_What to do_
Return the material below line for line and unchanged, but leave the pictures out.

════

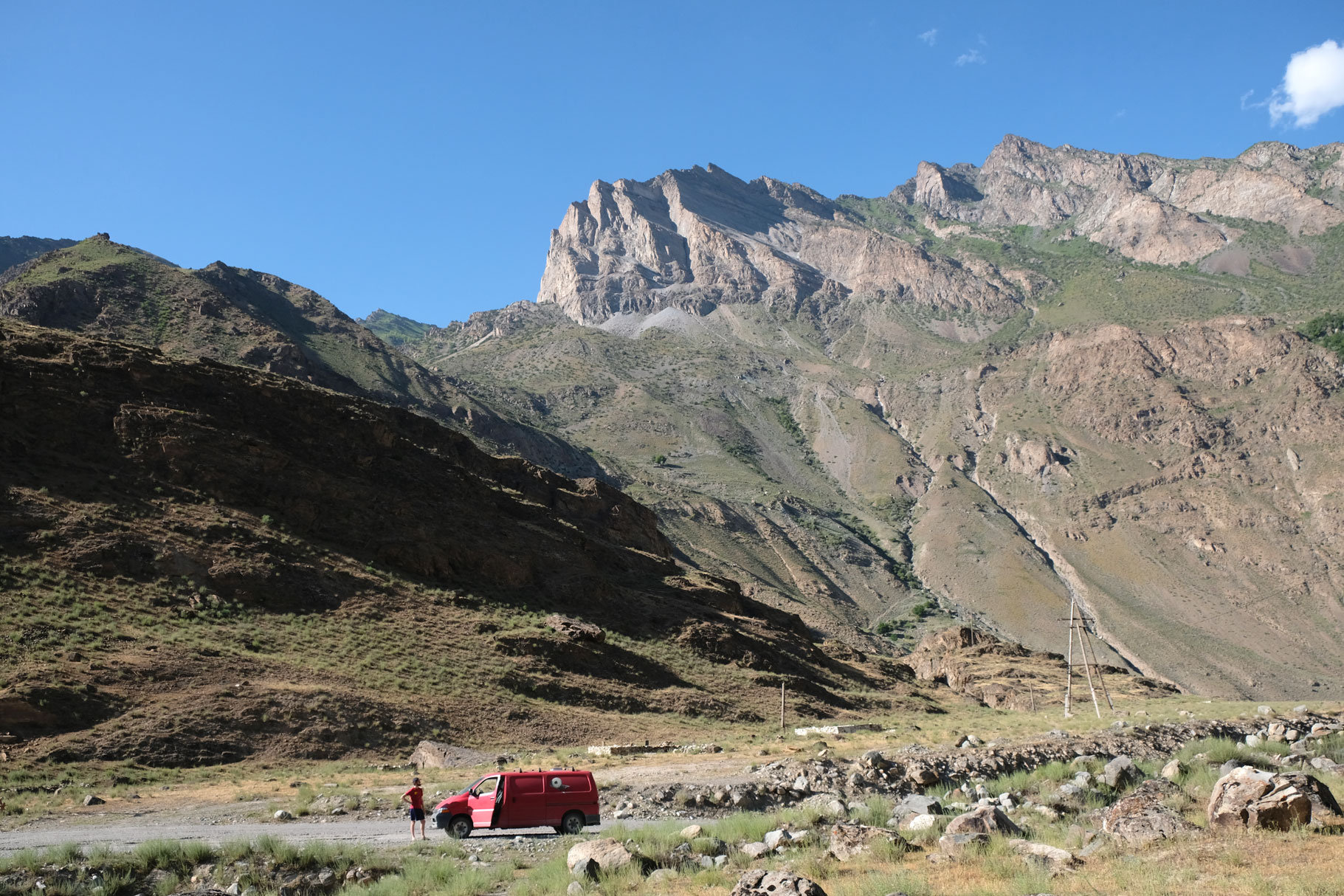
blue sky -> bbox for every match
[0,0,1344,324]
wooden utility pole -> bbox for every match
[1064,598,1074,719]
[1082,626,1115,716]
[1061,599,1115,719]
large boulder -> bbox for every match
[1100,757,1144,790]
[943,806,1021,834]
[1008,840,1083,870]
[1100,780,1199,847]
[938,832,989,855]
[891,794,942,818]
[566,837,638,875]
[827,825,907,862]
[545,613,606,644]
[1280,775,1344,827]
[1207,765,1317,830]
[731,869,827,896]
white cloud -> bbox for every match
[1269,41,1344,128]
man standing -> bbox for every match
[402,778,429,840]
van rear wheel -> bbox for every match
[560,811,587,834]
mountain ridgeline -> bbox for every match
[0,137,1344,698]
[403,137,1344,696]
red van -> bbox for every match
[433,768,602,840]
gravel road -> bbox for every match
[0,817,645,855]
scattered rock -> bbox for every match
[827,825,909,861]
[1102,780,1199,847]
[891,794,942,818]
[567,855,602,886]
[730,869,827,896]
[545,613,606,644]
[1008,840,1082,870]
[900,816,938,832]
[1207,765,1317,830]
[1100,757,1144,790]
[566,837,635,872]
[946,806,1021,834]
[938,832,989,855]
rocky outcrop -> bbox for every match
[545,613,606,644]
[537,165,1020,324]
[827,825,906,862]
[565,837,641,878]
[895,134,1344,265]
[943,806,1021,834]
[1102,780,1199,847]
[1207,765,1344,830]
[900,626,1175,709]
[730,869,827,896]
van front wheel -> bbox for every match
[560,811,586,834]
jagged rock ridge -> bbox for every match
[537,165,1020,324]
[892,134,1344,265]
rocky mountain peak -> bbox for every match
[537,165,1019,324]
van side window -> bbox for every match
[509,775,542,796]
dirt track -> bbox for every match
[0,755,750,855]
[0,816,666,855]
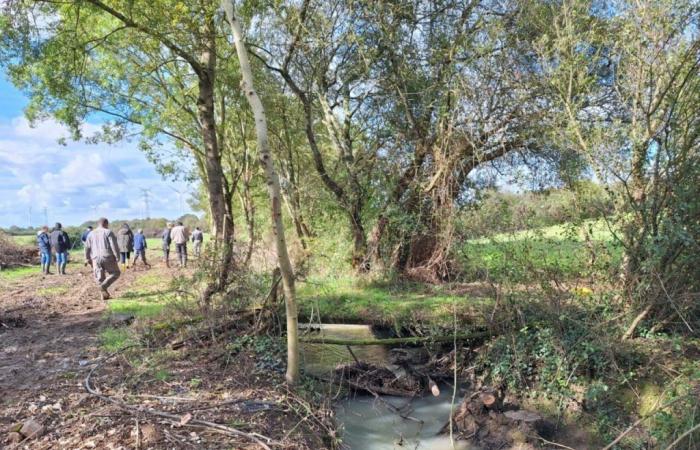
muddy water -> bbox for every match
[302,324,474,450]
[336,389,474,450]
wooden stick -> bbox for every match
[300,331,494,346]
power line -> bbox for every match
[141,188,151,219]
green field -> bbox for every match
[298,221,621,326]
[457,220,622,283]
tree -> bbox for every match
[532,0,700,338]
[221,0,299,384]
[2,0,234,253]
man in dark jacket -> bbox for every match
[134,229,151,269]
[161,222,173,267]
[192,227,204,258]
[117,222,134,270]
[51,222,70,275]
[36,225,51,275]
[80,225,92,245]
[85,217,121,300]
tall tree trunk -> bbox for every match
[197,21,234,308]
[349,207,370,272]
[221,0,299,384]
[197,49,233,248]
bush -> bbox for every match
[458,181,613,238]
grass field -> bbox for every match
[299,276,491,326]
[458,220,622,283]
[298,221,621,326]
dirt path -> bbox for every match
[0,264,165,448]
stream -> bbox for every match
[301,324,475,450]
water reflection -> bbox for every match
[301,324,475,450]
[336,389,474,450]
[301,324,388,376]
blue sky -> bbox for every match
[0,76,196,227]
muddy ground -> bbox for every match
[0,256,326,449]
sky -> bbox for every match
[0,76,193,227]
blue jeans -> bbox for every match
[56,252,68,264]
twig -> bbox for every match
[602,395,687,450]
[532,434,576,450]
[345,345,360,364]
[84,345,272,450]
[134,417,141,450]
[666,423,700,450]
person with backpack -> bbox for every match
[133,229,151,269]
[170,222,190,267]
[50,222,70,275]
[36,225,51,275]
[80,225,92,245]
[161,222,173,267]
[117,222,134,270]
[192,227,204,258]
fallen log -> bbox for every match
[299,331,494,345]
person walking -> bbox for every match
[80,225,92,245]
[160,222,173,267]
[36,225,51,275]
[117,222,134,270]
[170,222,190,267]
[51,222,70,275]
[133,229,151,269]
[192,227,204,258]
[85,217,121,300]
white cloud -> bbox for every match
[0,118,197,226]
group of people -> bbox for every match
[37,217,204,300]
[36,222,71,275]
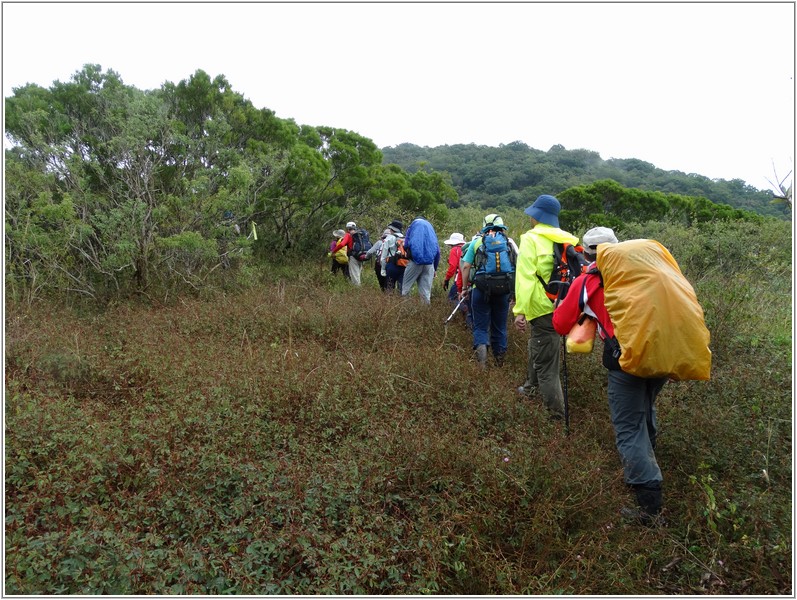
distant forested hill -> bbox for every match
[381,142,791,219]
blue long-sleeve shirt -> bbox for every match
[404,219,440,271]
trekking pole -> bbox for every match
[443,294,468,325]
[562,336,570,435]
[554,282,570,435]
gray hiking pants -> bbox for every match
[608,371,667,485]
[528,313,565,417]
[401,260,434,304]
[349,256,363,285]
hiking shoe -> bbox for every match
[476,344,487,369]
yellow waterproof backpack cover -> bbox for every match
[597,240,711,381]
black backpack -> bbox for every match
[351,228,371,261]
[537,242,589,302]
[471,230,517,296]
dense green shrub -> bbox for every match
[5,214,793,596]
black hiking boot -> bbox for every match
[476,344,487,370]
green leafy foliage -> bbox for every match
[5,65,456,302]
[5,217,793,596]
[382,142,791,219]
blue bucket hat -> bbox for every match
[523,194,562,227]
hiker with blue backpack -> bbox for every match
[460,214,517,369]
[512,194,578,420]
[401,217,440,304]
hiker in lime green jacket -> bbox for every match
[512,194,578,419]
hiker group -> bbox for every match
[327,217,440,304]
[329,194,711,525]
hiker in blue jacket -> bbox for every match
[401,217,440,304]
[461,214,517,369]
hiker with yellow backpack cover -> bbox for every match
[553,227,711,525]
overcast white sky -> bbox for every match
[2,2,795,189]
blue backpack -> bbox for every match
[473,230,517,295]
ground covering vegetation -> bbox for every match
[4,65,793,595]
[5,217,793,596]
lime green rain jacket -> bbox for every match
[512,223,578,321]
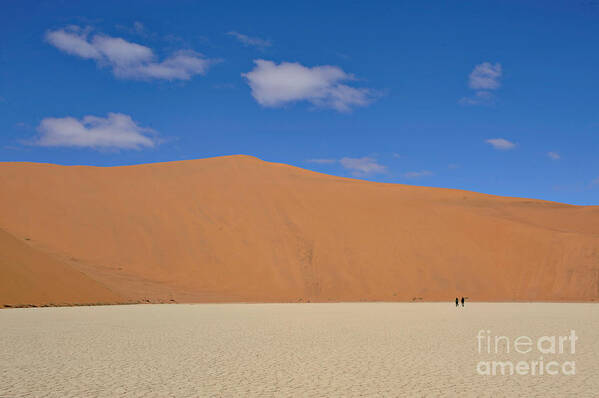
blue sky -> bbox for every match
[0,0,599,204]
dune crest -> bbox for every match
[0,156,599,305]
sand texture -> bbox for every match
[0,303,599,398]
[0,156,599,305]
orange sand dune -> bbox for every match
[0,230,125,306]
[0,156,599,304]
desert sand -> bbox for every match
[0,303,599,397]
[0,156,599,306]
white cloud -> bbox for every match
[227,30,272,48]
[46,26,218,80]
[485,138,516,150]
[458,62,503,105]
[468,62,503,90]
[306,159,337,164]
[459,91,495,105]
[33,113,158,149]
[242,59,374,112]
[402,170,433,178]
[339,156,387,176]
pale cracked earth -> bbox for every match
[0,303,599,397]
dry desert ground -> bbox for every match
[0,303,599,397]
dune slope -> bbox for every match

════

_Output of the task_
blue sky -> bbox for every match
[0,0,1344,324]
wooden utility pole -> bbox for every match
[1064,598,1074,719]
[1082,626,1115,716]
[1061,599,1115,719]
large boulder -> bbox for every match
[1100,757,1144,790]
[943,806,1021,834]
[1008,840,1083,870]
[1100,780,1199,847]
[938,832,989,855]
[891,794,942,818]
[566,837,638,875]
[827,825,907,862]
[545,613,606,644]
[1280,775,1344,827]
[1207,765,1317,830]
[731,869,827,896]
white cloud -> bbox for every match
[1269,41,1344,128]
man standing -> bbox for every match
[402,778,429,840]
van rear wheel -> bbox for every match
[560,811,587,834]
mountain ridgeline -> bbox for every match
[0,137,1344,698]
[403,137,1344,696]
red van -> bbox for every match
[433,768,602,840]
gravel road -> bbox for every match
[0,817,645,855]
scattered rock -> bbox for every match
[827,825,909,861]
[1102,780,1199,847]
[891,794,942,818]
[567,855,602,886]
[730,869,827,896]
[545,613,606,644]
[1008,840,1082,870]
[900,816,938,832]
[1207,765,1317,830]
[1100,757,1144,790]
[566,837,635,872]
[946,806,1021,834]
[938,832,989,855]
rocky outcrop -> bbox for every match
[545,613,606,644]
[537,165,1020,324]
[827,825,906,862]
[565,837,641,878]
[895,134,1344,265]
[943,806,1021,834]
[1102,780,1199,847]
[1207,765,1344,830]
[900,626,1175,709]
[730,869,827,896]
van front wheel -> bbox for every match
[560,811,586,834]
jagged rock ridge -> bbox for every match
[537,165,1020,324]
[892,134,1344,265]
rocky mountain peak -> bbox for every match
[537,165,1019,324]
van side window -> bbox for every match
[509,775,542,796]
dirt track -> bbox for every match
[0,755,750,855]
[0,816,666,855]
muddy water -> bbox for every match
[302,324,474,450]
[336,389,474,450]
wooden stick -> bbox for every match
[300,331,494,346]
power line -> bbox for every match
[141,188,151,219]
green field -> bbox for every match
[298,221,621,326]
[457,220,622,283]
tree -> bbox for every match
[532,0,700,338]
[221,0,299,384]
[2,0,234,253]
man in dark jacket -> bbox for every match
[134,229,151,269]
[161,222,173,267]
[192,227,204,258]
[117,222,134,270]
[51,222,70,275]
[36,225,51,275]
[80,225,92,245]
[85,217,121,300]
tall tree trunk -> bbox for every match
[197,21,234,308]
[349,207,370,272]
[221,0,299,384]
[197,49,233,248]
bush -> bbox for every match
[458,181,613,238]
grass field -> bbox for every match
[299,276,491,326]
[458,220,622,283]
[298,221,621,326]
dirt path -> bbox for every match
[0,264,165,448]
stream -> bbox for every match
[301,324,475,450]
water reflection -> bbox for every match
[301,324,475,450]
[336,389,474,450]
[301,324,388,376]
blue sky -> bbox for every match
[0,76,196,227]
muddy ground -> bbox for every match
[0,256,326,449]
sky -> bbox for every match
[0,76,193,227]
blue jeans -> bbox for every match
[56,252,68,264]
twig -> bbox for every match
[602,395,687,450]
[532,434,576,450]
[345,345,360,364]
[84,345,272,450]
[134,417,141,450]
[666,423,700,450]
person with backpack -> bbox for every match
[133,229,151,269]
[170,222,190,267]
[50,222,70,275]
[36,225,51,275]
[80,225,92,245]
[161,222,173,267]
[117,222,134,270]
[192,227,204,258]
fallen log -> bbox for every match
[299,331,494,345]
person walking -> bbox for every match
[80,225,92,245]
[160,222,173,267]
[36,225,51,275]
[117,222,134,270]
[170,222,190,267]
[51,222,70,275]
[133,229,151,269]
[192,227,204,258]
[85,217,121,300]
white cloud -> bbox for every match
[0,118,197,226]
group of people -> bbox for every match
[37,217,204,300]
[36,222,71,275]
distant forested hill -> bbox for every match
[381,142,791,219]
blue long-sleeve shirt -> bbox for every match
[404,219,440,271]
trekking pole -> bbox for every match
[443,294,468,325]
[562,336,570,435]
[554,282,570,435]
gray hiking pants -> bbox for every match
[608,371,667,485]
[528,313,565,417]
[401,260,434,304]
[349,256,363,285]
hiking shoe -> bbox for every match
[476,344,487,369]
yellow waterproof backpack cover -> bbox for every match
[597,240,711,381]
black backpack -> bbox for every match
[351,228,371,261]
[537,242,589,302]
[471,230,517,296]
dense green shrub -> bbox for every match
[5,214,793,596]
black hiking boot -> bbox for every match
[476,344,487,370]
green leafy foliage -> bbox for every match
[5,65,456,302]
[5,217,793,596]
[382,142,791,219]
blue bucket hat -> bbox for every match
[523,194,562,227]
hiker with blue backpack -> bbox for every match
[460,214,517,369]
[512,194,578,420]
[401,217,440,304]
hiker in lime green jacket -> bbox for every match
[512,194,578,419]
hiker group -> bbox for every match
[327,217,440,304]
[329,194,711,525]
hiker in blue jacket -> bbox for every match
[401,217,440,304]
[461,214,517,369]
hiker with yellow backpack cover -> bbox for every match
[553,227,711,525]
overcast white sky -> bbox for every match
[2,2,795,189]
blue backpack -> bbox for every match
[473,230,517,295]
ground covering vegetation -> bbox for every match
[4,65,793,595]
[5,217,793,596]
lime green rain jacket -> bbox for every match
[512,223,578,321]
blue sky -> bbox for every match
[0,0,599,204]
dune crest -> bbox for every match
[0,156,599,305]
sand texture -> bbox for every match
[0,303,599,398]
[0,156,599,305]
orange sand dune -> bbox for every match
[0,230,125,306]
[0,156,599,304]
desert sand -> bbox for every match
[0,303,599,397]
[0,156,599,306]
white cloud -> bbox for every match
[227,30,272,48]
[46,26,218,80]
[485,138,516,150]
[458,62,503,105]
[468,62,503,90]
[306,159,337,164]
[459,91,495,105]
[33,113,158,149]
[242,59,374,112]
[402,170,433,178]
[339,156,387,176]
pale cracked earth -> bbox for every match
[0,303,599,397]
dry desert ground -> bbox for every match
[0,303,599,397]
dune slope -> bbox for every match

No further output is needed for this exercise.